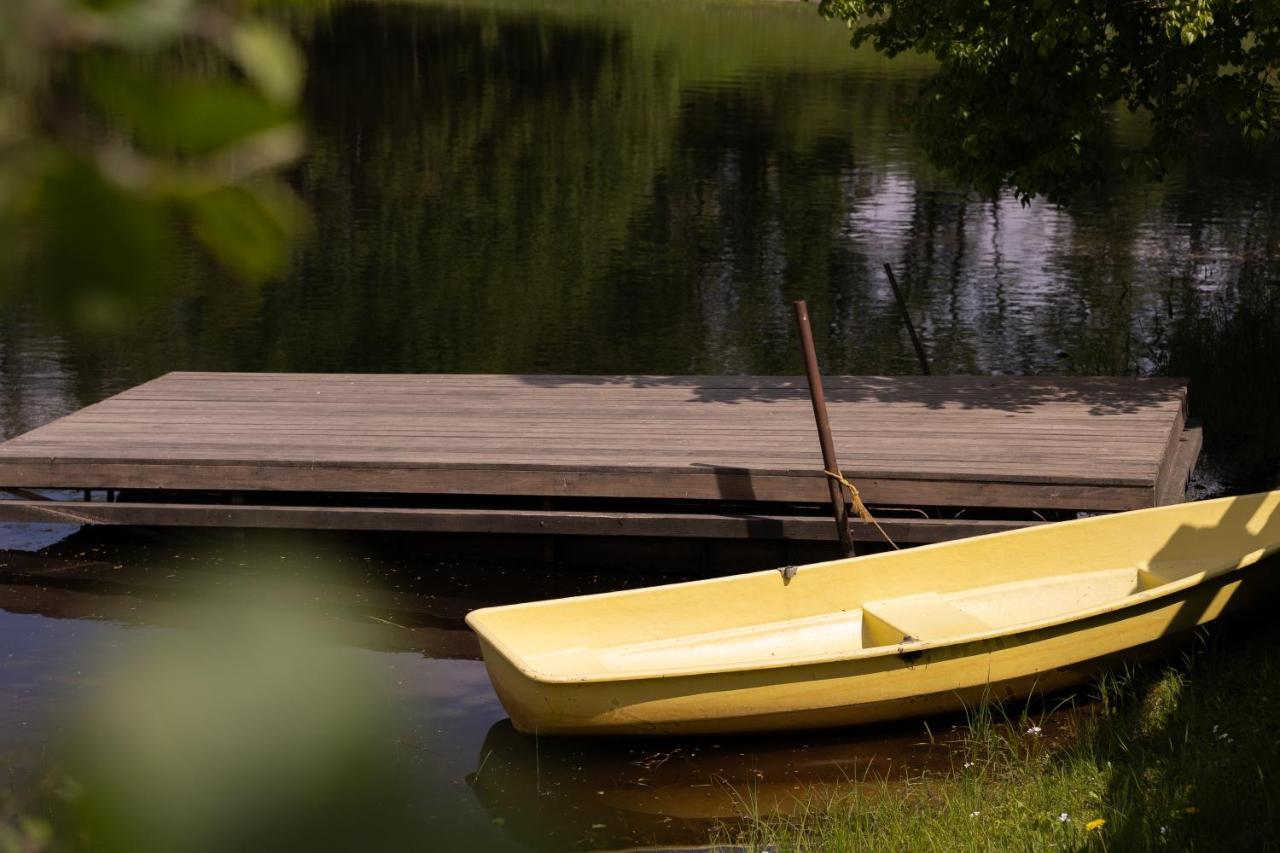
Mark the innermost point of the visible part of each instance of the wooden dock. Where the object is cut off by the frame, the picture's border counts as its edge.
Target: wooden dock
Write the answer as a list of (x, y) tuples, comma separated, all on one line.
[(641, 456)]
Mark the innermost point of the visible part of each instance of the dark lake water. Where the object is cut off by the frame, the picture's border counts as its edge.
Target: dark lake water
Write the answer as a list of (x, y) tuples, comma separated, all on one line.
[(612, 187)]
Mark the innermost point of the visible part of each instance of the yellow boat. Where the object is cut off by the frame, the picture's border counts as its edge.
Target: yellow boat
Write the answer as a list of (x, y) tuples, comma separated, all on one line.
[(886, 635)]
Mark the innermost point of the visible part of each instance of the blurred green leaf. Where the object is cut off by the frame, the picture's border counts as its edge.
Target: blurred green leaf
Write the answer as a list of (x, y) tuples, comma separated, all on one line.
[(243, 231), (104, 250), (270, 59), (179, 115)]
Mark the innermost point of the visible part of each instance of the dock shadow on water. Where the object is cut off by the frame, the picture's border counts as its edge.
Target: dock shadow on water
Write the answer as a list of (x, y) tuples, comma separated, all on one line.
[(324, 693)]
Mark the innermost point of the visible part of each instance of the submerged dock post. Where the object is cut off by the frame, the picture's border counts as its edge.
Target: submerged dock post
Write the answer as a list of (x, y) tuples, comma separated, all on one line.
[(819, 413)]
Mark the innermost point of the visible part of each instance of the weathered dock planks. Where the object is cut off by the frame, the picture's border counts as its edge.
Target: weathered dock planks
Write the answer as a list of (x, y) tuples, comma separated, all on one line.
[(1040, 442)]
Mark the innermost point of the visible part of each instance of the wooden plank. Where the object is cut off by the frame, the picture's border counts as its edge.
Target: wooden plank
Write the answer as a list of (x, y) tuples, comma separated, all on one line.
[(981, 441), (1173, 486), (725, 525), (711, 484)]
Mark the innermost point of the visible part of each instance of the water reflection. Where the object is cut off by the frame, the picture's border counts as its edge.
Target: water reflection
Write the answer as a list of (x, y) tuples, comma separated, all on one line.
[(470, 779), (585, 188), (556, 793)]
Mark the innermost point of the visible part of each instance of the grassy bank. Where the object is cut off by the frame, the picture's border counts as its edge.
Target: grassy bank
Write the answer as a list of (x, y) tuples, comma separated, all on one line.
[(1183, 755)]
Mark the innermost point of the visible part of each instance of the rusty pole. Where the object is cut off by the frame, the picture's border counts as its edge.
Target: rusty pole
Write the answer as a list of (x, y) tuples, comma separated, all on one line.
[(819, 414)]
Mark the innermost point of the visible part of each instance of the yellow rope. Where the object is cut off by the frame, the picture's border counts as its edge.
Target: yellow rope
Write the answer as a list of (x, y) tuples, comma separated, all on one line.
[(859, 507)]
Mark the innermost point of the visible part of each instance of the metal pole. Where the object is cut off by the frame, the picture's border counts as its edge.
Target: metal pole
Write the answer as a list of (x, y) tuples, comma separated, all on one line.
[(906, 318), (819, 414)]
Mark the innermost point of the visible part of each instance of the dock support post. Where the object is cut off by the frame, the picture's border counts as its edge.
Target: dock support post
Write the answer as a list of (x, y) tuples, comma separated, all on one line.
[(819, 413)]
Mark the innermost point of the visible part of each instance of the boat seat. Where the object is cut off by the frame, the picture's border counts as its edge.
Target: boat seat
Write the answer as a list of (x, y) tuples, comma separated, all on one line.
[(928, 616)]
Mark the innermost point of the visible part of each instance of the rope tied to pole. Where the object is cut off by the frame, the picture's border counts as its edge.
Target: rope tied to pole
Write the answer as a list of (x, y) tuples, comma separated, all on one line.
[(859, 507)]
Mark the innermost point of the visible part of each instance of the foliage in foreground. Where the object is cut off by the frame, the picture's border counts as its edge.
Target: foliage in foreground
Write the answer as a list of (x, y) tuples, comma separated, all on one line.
[(132, 131), (1182, 756), (1024, 89)]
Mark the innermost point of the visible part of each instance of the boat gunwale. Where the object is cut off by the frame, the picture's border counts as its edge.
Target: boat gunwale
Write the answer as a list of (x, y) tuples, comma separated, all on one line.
[(1166, 589)]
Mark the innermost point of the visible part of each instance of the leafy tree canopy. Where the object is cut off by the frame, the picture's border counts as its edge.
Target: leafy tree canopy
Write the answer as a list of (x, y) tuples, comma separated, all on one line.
[(136, 129), (1024, 92)]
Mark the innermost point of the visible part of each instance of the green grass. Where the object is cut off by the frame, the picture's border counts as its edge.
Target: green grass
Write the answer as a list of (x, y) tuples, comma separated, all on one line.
[(1183, 755)]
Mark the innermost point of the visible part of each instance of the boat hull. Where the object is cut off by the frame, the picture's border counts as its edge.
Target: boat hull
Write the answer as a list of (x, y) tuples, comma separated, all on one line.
[(863, 690)]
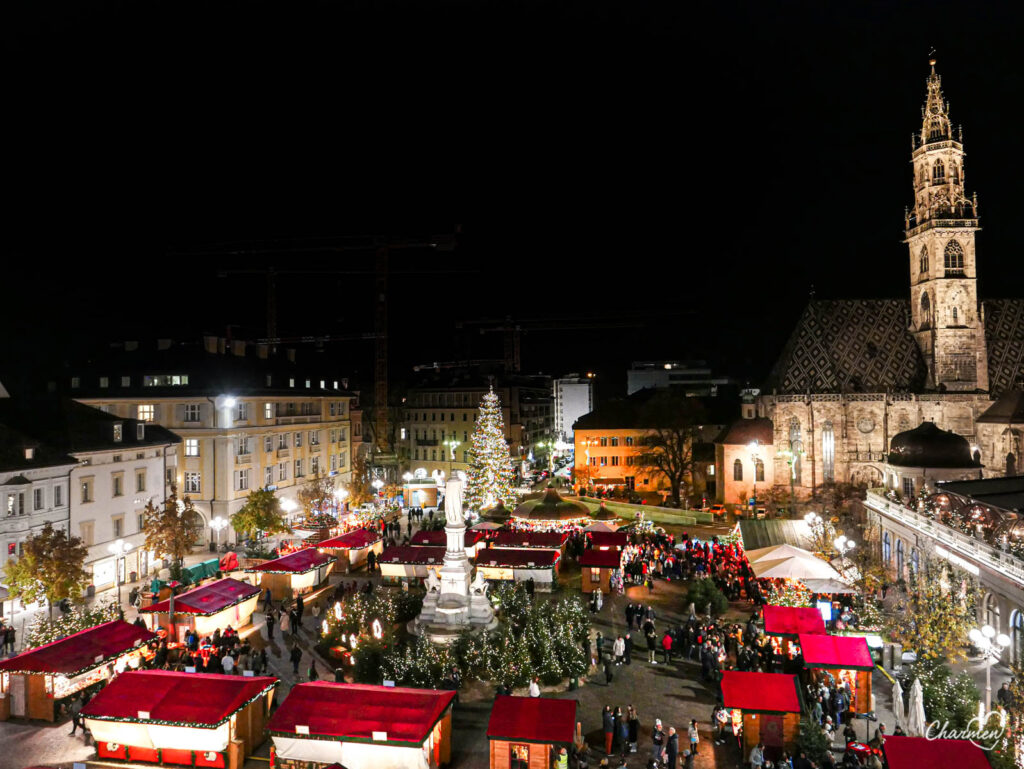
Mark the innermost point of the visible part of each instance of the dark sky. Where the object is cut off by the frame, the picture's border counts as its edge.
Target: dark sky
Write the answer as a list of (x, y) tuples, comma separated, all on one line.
[(697, 165)]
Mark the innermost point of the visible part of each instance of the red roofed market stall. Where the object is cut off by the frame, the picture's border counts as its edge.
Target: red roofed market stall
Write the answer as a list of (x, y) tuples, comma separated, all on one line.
[(770, 707), (523, 730), (32, 682), (351, 548), (192, 719), (361, 727), (848, 657), (298, 572), (213, 606)]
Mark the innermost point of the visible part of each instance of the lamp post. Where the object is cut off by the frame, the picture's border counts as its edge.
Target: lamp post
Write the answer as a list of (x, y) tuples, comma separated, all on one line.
[(991, 646), (118, 549)]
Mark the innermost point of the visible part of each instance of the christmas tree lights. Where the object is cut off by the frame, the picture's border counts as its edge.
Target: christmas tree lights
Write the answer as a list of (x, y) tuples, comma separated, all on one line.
[(489, 476)]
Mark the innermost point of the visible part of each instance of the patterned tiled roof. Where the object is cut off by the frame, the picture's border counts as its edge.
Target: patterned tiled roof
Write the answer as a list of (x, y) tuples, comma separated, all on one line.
[(857, 345), (1005, 340)]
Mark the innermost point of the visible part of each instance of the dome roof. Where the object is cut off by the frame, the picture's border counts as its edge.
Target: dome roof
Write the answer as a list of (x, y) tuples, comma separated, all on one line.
[(551, 507), (927, 445)]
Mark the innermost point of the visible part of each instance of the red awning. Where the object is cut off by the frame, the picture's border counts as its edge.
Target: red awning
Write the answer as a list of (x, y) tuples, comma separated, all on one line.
[(360, 538), (410, 554), (601, 558), (792, 621), (845, 652), (356, 711), (440, 538), (553, 540), (608, 539), (186, 698), (513, 558), (761, 692), (295, 563), (78, 652), (913, 753), (208, 599), (532, 719)]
+ + + +
-- Exercise goal --
Write out every line of the material above as a numbered list, leaving out blank lines and the pictures.

-- Result below --
1. Mark the innermost point of the visible part of each instance of the wooden dock. Where the object is cut off by the frame, the picture's border counts as its edge.
2. Target: wooden dock
3. Write the answer as a list of (x, y) tuples, comma separated, all on one line.
4. [(641, 456)]
5. Mark the innermost point of the visible part of each instance of the dark lake water. Where the object is cut off by the frame, the picture's border counts as its edge.
6. Target: dark lake water
7. Write the answer as a list of (x, y) tuples, comma separated, all on one line.
8. [(612, 187)]
9. Mark the innermost point of the visible part of each instance of the yellow boat. Where the object is cut off by the frame, the picture's border counts as its edge.
10. Target: yellow boat
11. Write the answer as a list of (x, y) tuples, comma separated, all on one line.
12. [(886, 635)]
13. Mark the innermost point of the visible part of each instance of the blurred green leaf. Where the object is cut off by the frame, the picture's border counts as its edge.
14. Target: blurred green leaf
15. Write the answer as a list of (x, y) tuples, comma separated, all on one line.
16. [(243, 231), (104, 250), (270, 59), (179, 115)]
17. Mark the innermost point of the visible part of each instance of the dock shadow on water. Where the object is cut off by the frame, the picture's border counts as its edge.
18. Target: dock shadow on water
19. Write the answer as a list of (x, y) tuples, comma separated, all on one line.
20. [(324, 693)]
21. Mark the innermost point of the visible part of each instance of the submerged dock post. Where the object is cut off by the frame, the picture's border counts as its edge.
22. Target: submerged dock post
23. Write the answer as a list of (x, y) tuples, comma separated, all on one line.
24. [(819, 413)]
25. Mark the innermost point of the visible part of each instance of the weathered dock planks. Where the object is cut off by the frame, the picture's border counts as its edge.
26. Target: weathered dock planks
27. Write the answer as a list of (x, y) tuples, comma separated, all on one line.
28. [(1040, 442)]
29. Mark the innermost point of the visible part of each instance of the wooden plank. Where the object is cut off by the frame, the picture's border counts as its edge.
30. Target: wooden plank
31. Write the answer as a list of (x, y) tuples, comma separated, all on one line.
32. [(981, 441), (1173, 486), (725, 525), (711, 484)]
33. Mark the innermost point of the visible part of each instance of the water reflection. Where the object is cut off by the frame, the picture's border counts as its edge.
34. Target: water reflection
35. Write the answer as a list of (x, y) tuples, comma separated, all on one line.
36. [(470, 779), (585, 188), (556, 793)]
37. Mark the innermost point of the visible part of each instance of the grassy bank. Where the object is cut off by the frame, the picture's border counts as its edge.
38. Target: grassy bank
39. Write the answer as a list of (x, y) tuples, comma separated, all on one line.
40. [(1183, 755)]
41. Mark the innermost point of the visible part of each instance of the rusty pole. Where the object is cut off by the frame, the picture's border counts as its edge.
42. Target: rusty pole
43. Write the answer as a list of (x, y) tuples, comma separated, all on one line.
44. [(819, 414)]
45. Mark the innermost point of the visible part of each instance of the yellow rope. Where the object is cut off by the frame, the picture's border counts as its edge.
46. Target: yellow rope
47. Write the answer as a list of (x, y) tuples, comma separated, all on one line.
48. [(859, 507)]
49. Mark the innermost point of the visible part of each instance of the metal pole. Where the object is cut off by the frame, the picture's border counts as its edge.
50. Target: metal pole
51. Write the answer as a list of (x, y) tuples, comma separated, all on one line.
52. [(906, 318), (819, 414)]
53. Mark the innermost point of the visible part of each instance of the dock support post. Where the object is cut off by the frame, the picture's border counts as its edge.
54. Target: dock support post
55. Write the answer as a list of (x, y) tuples, comma separated, all on one line.
56. [(819, 413)]
57. Mark the innermost point of the visible part of each instance of the boat seat. Where the object is cut off by the frame, the picture's border counts as its edge.
58. Target: boat seat
59. Write the answer as a list of (x, y) tuples, comma separated, all on one line.
60. [(928, 616)]
61. Mark the innermost point of the visible part of each instance of the rope tied to pole. Where the object is cut off by the frame, the picture's border counts as its edge.
62. Target: rope tied to pole
63. Write the answer as a list of (x, y) tuples, comma separated, all on one line.
64. [(859, 507)]
65. Mark the innermost point of the visible part of each instance of the foliage in foreground. Where the object is cut off by the frame, the picture's border counts as its edge.
66. Target: foliage in foreground
67. Write the answer as a list of (x, y) tuples, comma separated, all on one line.
68. [(132, 131), (1182, 756), (1024, 89)]
69. Mark the innermost point of the visible part of each instance of the boat gunwale. Where the object is cut off by the frame, the picture's border counts as its edge.
70. Target: boat gunwale
71. Write the answer as a list of (x, y) tuples, comma separated, all on one line.
72. [(1166, 589)]
73. Mark the innermost point of the visible part of each instance of the leafy tree canopy. Where the object is cut off by the frame, the picture's border counts as its edge.
74. Target: leafy tree canopy
75. Write the answer as a list of (x, y) tuples, comma separated, all on one line.
76. [(136, 129), (1024, 92)]
77. Mark the innermost point of the visible part of each instance of the green grass. Where the object is cut off by the frame, the picture's border counts as its edge.
78. Target: green grass
79. Write the answer as a list of (x, y) tuples, comma separated, all on one line.
80. [(1183, 755)]
81. Mark the innermost point of the visible part of each instance of the boat hull. Where the object is cut off by the frame, the picture's border counts as its edge.
82. Target: boat hull
83. Write the answer as a list of (x, y) tuples, comma separated, all on one line.
84. [(863, 690)]
85. Mark the innermost point of the visible part of each instance of the dark sky. Where the object is cut off by the frame, the picture's border counts as its edge.
86. Target: dark sky
87. Write the answer as a list of (x, y) tuples, comma separated, all on one line.
88. [(697, 165)]
89. Mark the innermost point of the visible part of each instance of the red roofed market stall. Where the object is cut off by the frame, the picture's border counts as its edge.
90. Target: red roofed market stall
91. Write the answer as a list of (x, y) tuples, comma separated, all on one line.
92. [(770, 707), (523, 730), (32, 682), (351, 548), (192, 719), (361, 727), (848, 657), (298, 572), (213, 606)]
93. Mark the innermost point of the visible part of each instance of the lamp post. Where the object is cut off by the frame, the picture's border counts as its edge.
94. Target: lamp post
95. Write the answer as a list of (x, y) tuples, comma separated, all on one line.
96. [(991, 646), (118, 549)]
97. Mark the innermost point of the visible part of each instance of the christmas tree lights. Where the object is cut off by the frame, the picture's border counts as its edge.
98. Target: christmas tree lights
99. Write the answer as a list of (x, y) tuples, comma separated, all on one line.
100. [(489, 476)]
101. Mark the innermost point of the visible part of each instance of the patterned tiled roof. Where the object is cut off by the frame, the picture's border counts as its edge.
102. Target: patterned tiled roof
103. Write the answer as a list of (x, y) tuples, comma separated, all on one line.
104. [(857, 345), (1005, 340)]
105. Mark the innermost point of the visible part of each instance of the dome roof. Where the object is cut off by the frame, the picture's border counts as its edge.
106. Target: dome roof
107. Write the answer as a list of (x, y) tuples, comma separated, all on one line.
108. [(551, 507), (927, 445)]
109. Mark the innermost point of the visible part of each instance of the red awning. Where the object is cut off by the frame, the picture's border counts as its edge.
110. Target: red awning
111. Write the answer as a list of (x, y) tuples, comma separated, all on one line.
112. [(360, 538), (410, 554), (601, 558), (792, 621), (845, 652), (356, 711), (440, 538), (553, 540), (608, 539), (186, 698), (513, 558), (761, 692), (295, 563), (78, 652), (913, 753), (208, 599), (532, 719)]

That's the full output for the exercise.